THE PROBLEM →
Please rewrite the records below with "the pointer" changed to "the annotator" at every occurrence and nothing else altered.

Pointing dataset records
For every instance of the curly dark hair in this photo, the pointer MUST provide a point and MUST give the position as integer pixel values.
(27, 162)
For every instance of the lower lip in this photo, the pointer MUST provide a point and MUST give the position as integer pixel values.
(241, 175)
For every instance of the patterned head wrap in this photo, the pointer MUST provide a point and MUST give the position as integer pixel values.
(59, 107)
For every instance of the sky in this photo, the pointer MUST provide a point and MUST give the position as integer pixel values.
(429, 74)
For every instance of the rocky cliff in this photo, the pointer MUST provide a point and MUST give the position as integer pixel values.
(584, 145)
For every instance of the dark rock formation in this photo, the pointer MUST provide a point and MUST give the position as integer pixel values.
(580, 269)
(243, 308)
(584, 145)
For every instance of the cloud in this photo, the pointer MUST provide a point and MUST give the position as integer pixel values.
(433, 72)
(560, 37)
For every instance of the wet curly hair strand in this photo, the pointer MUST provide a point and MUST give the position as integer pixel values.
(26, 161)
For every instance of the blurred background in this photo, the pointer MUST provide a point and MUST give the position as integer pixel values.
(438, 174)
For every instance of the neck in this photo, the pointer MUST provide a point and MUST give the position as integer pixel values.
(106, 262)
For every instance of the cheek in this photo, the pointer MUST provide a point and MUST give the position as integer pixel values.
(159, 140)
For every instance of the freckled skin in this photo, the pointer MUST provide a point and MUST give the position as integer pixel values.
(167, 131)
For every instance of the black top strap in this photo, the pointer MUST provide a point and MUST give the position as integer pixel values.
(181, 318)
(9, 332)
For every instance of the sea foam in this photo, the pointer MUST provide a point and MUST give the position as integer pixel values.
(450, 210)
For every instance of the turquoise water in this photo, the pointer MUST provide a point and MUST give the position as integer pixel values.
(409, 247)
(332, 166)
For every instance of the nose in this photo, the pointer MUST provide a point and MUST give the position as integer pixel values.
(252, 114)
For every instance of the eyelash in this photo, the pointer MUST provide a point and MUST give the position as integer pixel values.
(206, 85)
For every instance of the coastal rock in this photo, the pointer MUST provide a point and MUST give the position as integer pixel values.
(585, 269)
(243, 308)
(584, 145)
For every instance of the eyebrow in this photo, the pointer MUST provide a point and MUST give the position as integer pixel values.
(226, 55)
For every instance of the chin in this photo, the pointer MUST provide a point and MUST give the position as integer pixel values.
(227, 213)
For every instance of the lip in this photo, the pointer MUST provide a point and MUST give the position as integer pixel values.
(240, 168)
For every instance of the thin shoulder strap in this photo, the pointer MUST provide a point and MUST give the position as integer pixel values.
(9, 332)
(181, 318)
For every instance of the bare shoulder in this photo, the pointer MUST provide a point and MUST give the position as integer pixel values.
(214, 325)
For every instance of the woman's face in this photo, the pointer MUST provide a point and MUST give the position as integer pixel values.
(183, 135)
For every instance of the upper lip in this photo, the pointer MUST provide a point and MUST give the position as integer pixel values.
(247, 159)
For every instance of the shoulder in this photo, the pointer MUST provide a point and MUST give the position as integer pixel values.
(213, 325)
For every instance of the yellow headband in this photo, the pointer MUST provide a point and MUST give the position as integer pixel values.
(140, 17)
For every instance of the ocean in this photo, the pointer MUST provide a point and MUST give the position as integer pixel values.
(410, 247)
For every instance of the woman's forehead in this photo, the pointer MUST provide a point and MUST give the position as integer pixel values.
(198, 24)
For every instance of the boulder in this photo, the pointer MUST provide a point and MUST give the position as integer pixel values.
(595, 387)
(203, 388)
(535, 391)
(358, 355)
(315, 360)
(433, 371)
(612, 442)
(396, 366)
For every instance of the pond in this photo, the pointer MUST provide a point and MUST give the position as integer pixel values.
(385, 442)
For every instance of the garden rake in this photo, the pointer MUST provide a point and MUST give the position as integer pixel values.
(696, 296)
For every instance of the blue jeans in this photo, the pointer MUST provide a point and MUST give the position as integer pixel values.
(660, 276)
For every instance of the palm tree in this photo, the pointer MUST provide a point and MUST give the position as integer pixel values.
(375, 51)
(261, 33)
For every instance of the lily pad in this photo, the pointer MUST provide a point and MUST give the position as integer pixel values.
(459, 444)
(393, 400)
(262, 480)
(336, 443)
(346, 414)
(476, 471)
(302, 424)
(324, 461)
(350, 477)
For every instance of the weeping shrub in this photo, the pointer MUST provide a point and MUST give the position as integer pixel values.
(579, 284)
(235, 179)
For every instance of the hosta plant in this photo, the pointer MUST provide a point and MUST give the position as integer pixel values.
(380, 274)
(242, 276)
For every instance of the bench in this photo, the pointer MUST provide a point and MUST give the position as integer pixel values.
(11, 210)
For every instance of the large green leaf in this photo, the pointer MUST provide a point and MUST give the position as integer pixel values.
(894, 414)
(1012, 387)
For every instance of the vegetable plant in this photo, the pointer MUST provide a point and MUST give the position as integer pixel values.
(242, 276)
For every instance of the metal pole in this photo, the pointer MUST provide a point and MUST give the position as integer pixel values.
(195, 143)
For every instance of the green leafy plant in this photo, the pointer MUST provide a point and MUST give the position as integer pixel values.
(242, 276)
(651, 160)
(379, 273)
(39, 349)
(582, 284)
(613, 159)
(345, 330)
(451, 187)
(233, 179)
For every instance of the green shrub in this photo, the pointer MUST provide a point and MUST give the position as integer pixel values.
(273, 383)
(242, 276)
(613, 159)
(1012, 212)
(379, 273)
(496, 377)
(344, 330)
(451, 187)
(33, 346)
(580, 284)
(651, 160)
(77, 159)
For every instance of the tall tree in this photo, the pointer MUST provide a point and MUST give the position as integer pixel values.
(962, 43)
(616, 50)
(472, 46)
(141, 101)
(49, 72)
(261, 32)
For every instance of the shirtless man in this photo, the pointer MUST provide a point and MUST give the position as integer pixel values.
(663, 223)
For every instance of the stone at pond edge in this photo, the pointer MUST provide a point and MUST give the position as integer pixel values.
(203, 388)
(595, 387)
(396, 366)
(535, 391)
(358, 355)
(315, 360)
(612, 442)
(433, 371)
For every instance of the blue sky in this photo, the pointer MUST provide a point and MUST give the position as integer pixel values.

RESULT OF THE EXERCISE →
For every instance of the curly dark hair in this photo, the annotator MUST provide a point and MUST give the position as integer pixel values.
(27, 162)
For every instance of the lower lip in this photo, the annotator MUST provide a point and MUST give the position as integer pixel values.
(241, 175)
For every instance of the patterned head wrap in this photo, the annotator MUST provide a point and MUST give the position as integer pixel values.
(59, 107)
For every instance of the sky in this photo, the annotator MUST provide a point and MUST give the position as integer pixel values.
(429, 74)
For every instance of the rocky cliff in this photo, the annotator MUST provide a point and MUST give the position as integer pixel values.
(584, 145)
For every instance of the dark rock formation in this photo, the annotator MUST provide a point and MUST give the position as integer pixel values.
(580, 269)
(243, 308)
(584, 145)
For every instance of the cloud in this photo, the annotator MUST provide a point and MUST give the position as integer pixel values.
(433, 72)
(560, 37)
For every instance of the wet curly hair strand in this photo, the annotator MUST provide a point and MUST give the position as integer pixel values.
(26, 161)
For every instance of the blurred background in this photo, the annotator MUST provide a point and MUST give the position as integer pixel values.
(438, 174)
For every instance of the neck in this photo, the annotator MUST provide a point and MUST give the position as integer pixel values.
(106, 262)
For every instance of the cheek in this photo, the annotator MUST provide a point and MUST give the position as integer pixel values.
(159, 140)
For every instance of the freckled skin in this photo, the annotator MUST provide a point and MUST give the position as integer pixel values.
(167, 131)
For every instance of the black top strap in this photo, the annotator MUST provide a point and MUST give the position as integer pixel values.
(181, 318)
(9, 332)
For every instance of the sea foam in this photo, the annotator MUST provide a point and MUST give the position as integer pixel values.
(450, 210)
For every instance of the turquoise water in this photo, the annotator MUST provide a point and MUST give the position as integer pixel values.
(409, 247)
(332, 166)
For every instance of the nose in this photo, the annotator MUST provide a point and MUST give the position as integer pixel values.
(252, 114)
For every instance of the eyelash in this photo, the annotator MUST provide a point and MUST give the position as integer pixel values.
(206, 85)
For every instance of the coastal rock in this photo, the annotator MUST provide a point and MUST give the position as integer pixel values.
(585, 269)
(243, 308)
(584, 145)
For every instance of the eyebrow in this photo, the annotator MUST provide a point and MUST give the position as integer pixel values.
(226, 55)
For every instance of the chin in this photo, the annotator MUST provide a point and MUST give the position as integer pixel values.
(227, 213)
For every instance of the lip in this photo, the annotator MUST provide a point and MUST give the position as integer pixel values.
(240, 168)
For every instance of the thin shoulder strap in this photo, the annotator MUST provide a point and MUST give the position as integer pixel values.
(9, 332)
(181, 318)
For every instance of the bare shoulder in this photo, the annotator MUST provide a point and MUST give the position as integer pixel values.
(214, 325)
For every instance of the woman's face in this photo, the annotator MUST provide a point and MUST give the position as integer pixel values.
(183, 135)
For every instance of the upper lip in this photo, the annotator MUST provide a point and MUST give the position as integer pixel values.
(247, 159)
For every instance of the shoulder in this photo, the annotator MUST provide a point and MUST give the position as integer pixel values.
(213, 325)
For every instance of the yellow headband in this photo, the annotator MUST provide a point and MUST give the position as integer pixel values.
(140, 17)
For every instance of the ocean in this photo, the annotator MUST provide a point and MUST give the position as integer pixel values.
(410, 247)
For every instance of the woman's forehead in this photo, the annotator MUST provide a point and MUST give the position as integer pixel values.
(198, 24)
For every instance of the boulder in this photo, the annotator MUST provide a point and MUST give the position as integer pixel values.
(595, 387)
(203, 388)
(535, 391)
(358, 355)
(315, 360)
(433, 371)
(612, 442)
(396, 366)
For every instance of the pond in this photo, the annotator MUST provide a point and MUST give the position as integer pixel values.
(385, 442)
For every instance of the garden rake in this photo, the annotator MUST provide a point and MUST give the position as integer pixel values.
(696, 296)
For every instance of the blue jeans in this photo, the annotator MUST provide a point and MUST give the position as integer pixel values.
(660, 276)
For every instance of the palm tree in this photo, the annotator MUST provide a point and MUST give the position as integer pixel values.
(375, 51)
(261, 33)
For every instance of the lily pad in this photo, the annotator MUST provide a point and MUST give the position as integer pixel values.
(459, 444)
(393, 400)
(262, 480)
(336, 443)
(346, 414)
(476, 471)
(302, 424)
(324, 461)
(350, 477)
For every instance of the weeping shrub in this photo, the annotator MUST provide a point and MUST give the position as integer pixel values.
(579, 284)
(235, 179)
For every instance of the hosta plant in this photo, the annotator MUST provide a point and MUST give the position as integer pixel values.
(380, 274)
(242, 276)
For every instance of the bench in this photo, the annotator MUST provide a point and MUST give the position as integer pixel values.
(11, 210)
For every instance of the large green leaf in this photo, the annotator MUST provide a point and MUST give the position as integer pixel values.
(894, 414)
(1012, 387)
For every instance of the vegetable plant in this photo, the annotator MUST provide a point and MUST give the position as integer pixel values.
(242, 276)
For every instance of the metal pole in this photo, the annotator MUST provide a point and MUST give the position as integer pixel values.
(195, 143)
For every instance of the green leafy plant in this photo, the annotator MUST provide a point and MUST give the position as integer pixel values.
(242, 276)
(651, 160)
(379, 273)
(39, 349)
(582, 284)
(613, 159)
(345, 330)
(451, 187)
(233, 179)
For every instance of the green shrub in this photo, the annotator MUST provide a point and MUST give the position as integer pixel values.
(273, 383)
(242, 276)
(613, 159)
(1012, 212)
(379, 273)
(496, 377)
(344, 330)
(451, 187)
(33, 346)
(580, 284)
(651, 160)
(77, 159)
For every instance of the tall tree in this photo, the annotator MUST provide a point and MUST give the position as integer pixel values.
(962, 43)
(616, 50)
(472, 46)
(141, 101)
(49, 72)
(261, 32)
For every instance of the shirtless man in this photo, the annotator MUST provide a point and MUST give the position as integer pixel values.
(663, 223)
For every instance of the stone at pond edge in this photo, the annotator MUST provide a point and MUST give the position as integer pixel values.
(203, 388)
(595, 387)
(396, 366)
(535, 391)
(358, 355)
(315, 360)
(612, 442)
(433, 371)
For every instance of the blue sky in this photo, the annotator MUST provide a point and MUST give the position as integer pixel values.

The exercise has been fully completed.